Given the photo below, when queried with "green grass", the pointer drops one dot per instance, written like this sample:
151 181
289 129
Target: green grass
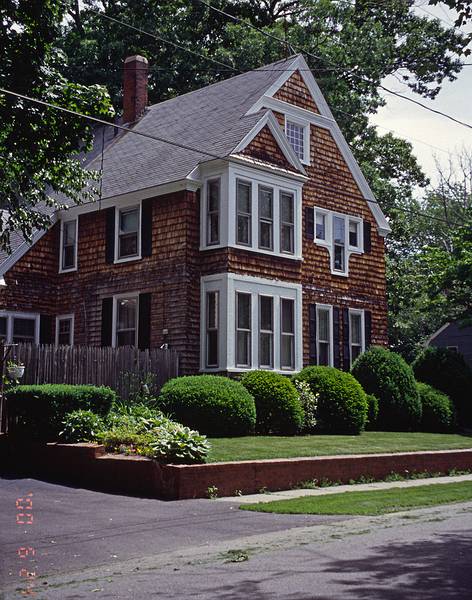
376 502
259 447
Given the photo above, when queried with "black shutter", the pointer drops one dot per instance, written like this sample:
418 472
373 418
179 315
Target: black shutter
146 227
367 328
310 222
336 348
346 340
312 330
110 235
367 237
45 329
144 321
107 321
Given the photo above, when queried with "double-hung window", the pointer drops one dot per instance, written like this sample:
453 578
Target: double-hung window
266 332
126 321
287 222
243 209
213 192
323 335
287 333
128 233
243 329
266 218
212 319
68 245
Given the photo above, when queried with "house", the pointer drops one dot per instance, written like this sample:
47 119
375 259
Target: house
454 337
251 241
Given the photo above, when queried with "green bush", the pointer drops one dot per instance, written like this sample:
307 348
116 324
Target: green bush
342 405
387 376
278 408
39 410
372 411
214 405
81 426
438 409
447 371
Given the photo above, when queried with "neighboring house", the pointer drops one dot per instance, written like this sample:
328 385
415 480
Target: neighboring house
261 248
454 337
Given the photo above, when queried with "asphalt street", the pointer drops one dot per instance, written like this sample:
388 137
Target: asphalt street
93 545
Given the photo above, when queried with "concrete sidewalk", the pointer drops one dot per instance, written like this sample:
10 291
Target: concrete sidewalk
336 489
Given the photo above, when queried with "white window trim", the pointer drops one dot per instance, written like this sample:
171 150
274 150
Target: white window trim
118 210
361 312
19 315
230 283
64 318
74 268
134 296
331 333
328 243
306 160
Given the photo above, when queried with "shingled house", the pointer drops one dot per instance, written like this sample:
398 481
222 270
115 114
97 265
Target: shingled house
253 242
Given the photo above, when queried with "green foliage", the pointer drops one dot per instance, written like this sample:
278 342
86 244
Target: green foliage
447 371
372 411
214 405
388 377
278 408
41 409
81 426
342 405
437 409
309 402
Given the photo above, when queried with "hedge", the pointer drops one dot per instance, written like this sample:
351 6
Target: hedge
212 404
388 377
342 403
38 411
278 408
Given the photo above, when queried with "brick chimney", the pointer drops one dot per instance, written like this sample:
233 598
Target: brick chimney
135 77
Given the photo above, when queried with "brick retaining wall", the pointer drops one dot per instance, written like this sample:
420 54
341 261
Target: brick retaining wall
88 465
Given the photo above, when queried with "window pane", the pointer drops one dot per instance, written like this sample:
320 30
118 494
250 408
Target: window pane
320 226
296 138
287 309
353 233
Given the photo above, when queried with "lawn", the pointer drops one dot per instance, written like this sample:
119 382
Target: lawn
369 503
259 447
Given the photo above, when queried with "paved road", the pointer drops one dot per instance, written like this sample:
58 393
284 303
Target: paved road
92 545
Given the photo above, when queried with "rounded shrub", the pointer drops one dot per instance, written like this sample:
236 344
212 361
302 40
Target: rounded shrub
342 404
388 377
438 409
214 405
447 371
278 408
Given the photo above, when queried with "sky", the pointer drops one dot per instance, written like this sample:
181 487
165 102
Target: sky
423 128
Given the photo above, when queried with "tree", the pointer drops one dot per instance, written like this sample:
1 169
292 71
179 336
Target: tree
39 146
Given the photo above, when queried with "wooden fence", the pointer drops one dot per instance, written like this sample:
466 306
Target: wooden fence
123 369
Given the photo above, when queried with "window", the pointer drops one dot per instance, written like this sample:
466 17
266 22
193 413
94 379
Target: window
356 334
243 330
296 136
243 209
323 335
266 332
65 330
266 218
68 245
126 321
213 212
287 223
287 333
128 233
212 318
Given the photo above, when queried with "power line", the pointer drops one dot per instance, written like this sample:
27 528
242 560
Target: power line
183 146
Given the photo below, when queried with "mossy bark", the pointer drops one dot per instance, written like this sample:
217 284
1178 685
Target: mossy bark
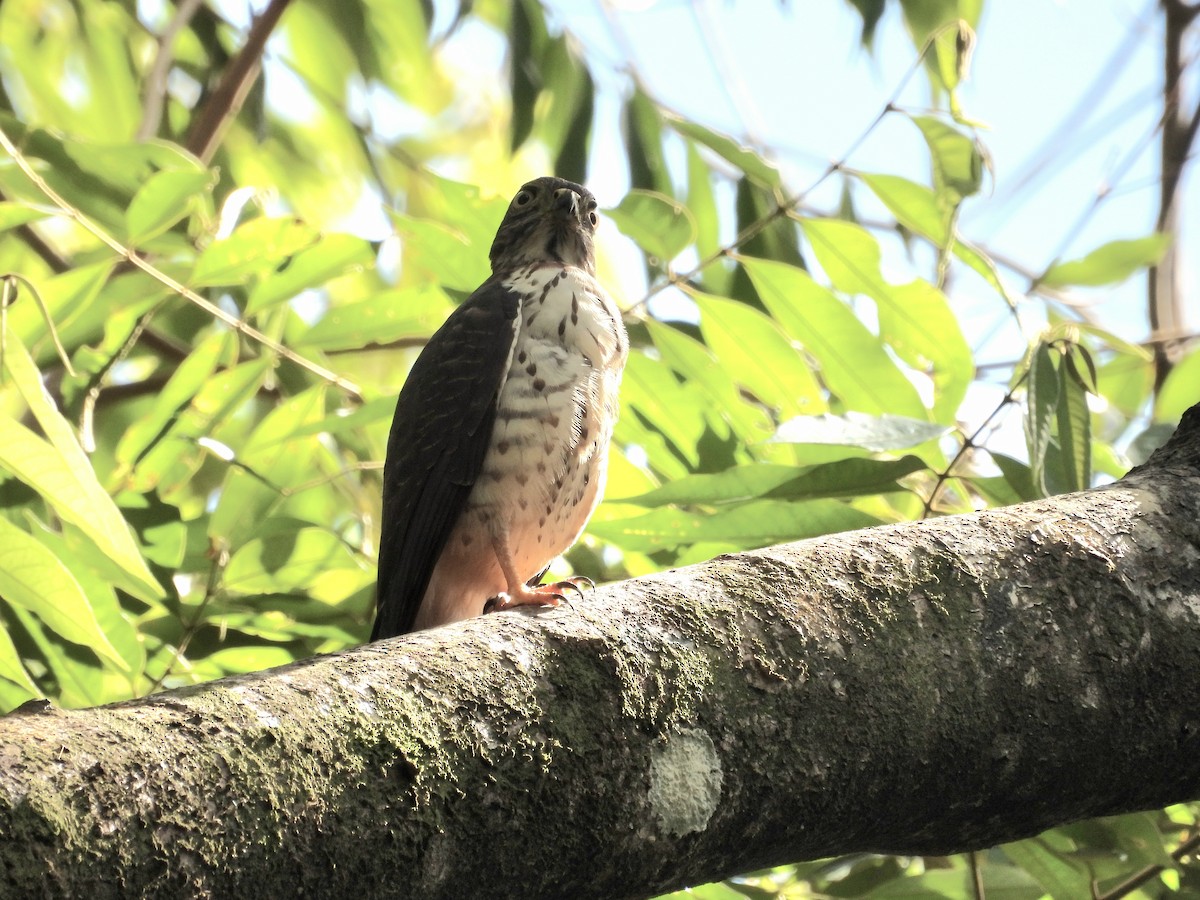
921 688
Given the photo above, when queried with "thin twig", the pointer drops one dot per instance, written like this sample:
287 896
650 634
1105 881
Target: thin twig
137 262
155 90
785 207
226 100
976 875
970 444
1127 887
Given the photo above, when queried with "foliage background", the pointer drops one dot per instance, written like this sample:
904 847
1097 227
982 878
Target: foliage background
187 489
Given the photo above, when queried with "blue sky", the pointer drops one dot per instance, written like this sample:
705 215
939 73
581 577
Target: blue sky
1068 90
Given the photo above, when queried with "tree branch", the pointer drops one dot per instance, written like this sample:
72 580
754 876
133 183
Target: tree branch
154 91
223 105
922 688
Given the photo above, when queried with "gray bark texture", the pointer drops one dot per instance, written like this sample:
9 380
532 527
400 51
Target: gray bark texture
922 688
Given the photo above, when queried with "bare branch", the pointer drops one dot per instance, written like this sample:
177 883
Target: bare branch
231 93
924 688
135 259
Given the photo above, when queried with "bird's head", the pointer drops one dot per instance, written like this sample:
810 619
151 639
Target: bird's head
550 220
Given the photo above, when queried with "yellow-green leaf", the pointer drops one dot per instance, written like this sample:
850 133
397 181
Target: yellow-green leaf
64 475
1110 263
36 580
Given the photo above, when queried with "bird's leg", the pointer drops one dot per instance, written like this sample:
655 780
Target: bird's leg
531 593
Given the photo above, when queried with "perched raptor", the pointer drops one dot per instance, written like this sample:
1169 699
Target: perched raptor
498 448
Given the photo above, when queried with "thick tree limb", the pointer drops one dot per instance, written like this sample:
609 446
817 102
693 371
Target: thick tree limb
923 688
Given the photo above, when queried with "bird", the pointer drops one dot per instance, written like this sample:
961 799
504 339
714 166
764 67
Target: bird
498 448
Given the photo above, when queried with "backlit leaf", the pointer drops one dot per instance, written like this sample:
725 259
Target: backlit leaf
- - - - - - -
■ Given instruction: Count the lines in the material above that contain the string "lawn", with case mattering. Reply with the number alone.

■ Exercise output: 2